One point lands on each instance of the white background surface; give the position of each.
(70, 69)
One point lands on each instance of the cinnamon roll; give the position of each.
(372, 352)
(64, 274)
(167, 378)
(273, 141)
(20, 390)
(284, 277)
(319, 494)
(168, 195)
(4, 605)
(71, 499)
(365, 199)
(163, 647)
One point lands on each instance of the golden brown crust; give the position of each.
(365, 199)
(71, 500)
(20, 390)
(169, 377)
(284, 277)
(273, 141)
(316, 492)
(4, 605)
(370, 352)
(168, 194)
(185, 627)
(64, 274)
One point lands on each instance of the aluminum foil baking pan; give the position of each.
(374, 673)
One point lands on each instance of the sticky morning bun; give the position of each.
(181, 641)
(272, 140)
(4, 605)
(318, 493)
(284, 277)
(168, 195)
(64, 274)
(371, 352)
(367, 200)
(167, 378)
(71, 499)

════════

▶ _AUFGABE_
Tauschen Sie in sämtlichen obigen Zeilen „cinnamon roll“ gegen „cinnamon bun“ aus und geben Sie die Zeilen sonst unverändert wieder.

▶ _FERTIGE ANTWORT_
One point lands on each instance of the white background surface; give the position of each.
(70, 69)
One point lands on each instance of the cinnamon bun; give the position of each.
(372, 352)
(64, 274)
(167, 378)
(273, 141)
(20, 390)
(284, 277)
(319, 494)
(168, 195)
(4, 605)
(71, 499)
(365, 199)
(163, 647)
One point lands on each instance of the golden brown crust; give the position of each.
(365, 199)
(71, 500)
(20, 390)
(169, 377)
(284, 277)
(273, 141)
(316, 492)
(4, 605)
(370, 352)
(168, 194)
(185, 627)
(64, 274)
One point lands on each instance of the aluminum foil baking pan; give the position of each.
(374, 673)
One point lands on each instance of the sticky morning bun; give the position of each.
(181, 641)
(272, 140)
(4, 605)
(318, 493)
(284, 277)
(168, 195)
(64, 274)
(371, 352)
(367, 200)
(167, 378)
(71, 499)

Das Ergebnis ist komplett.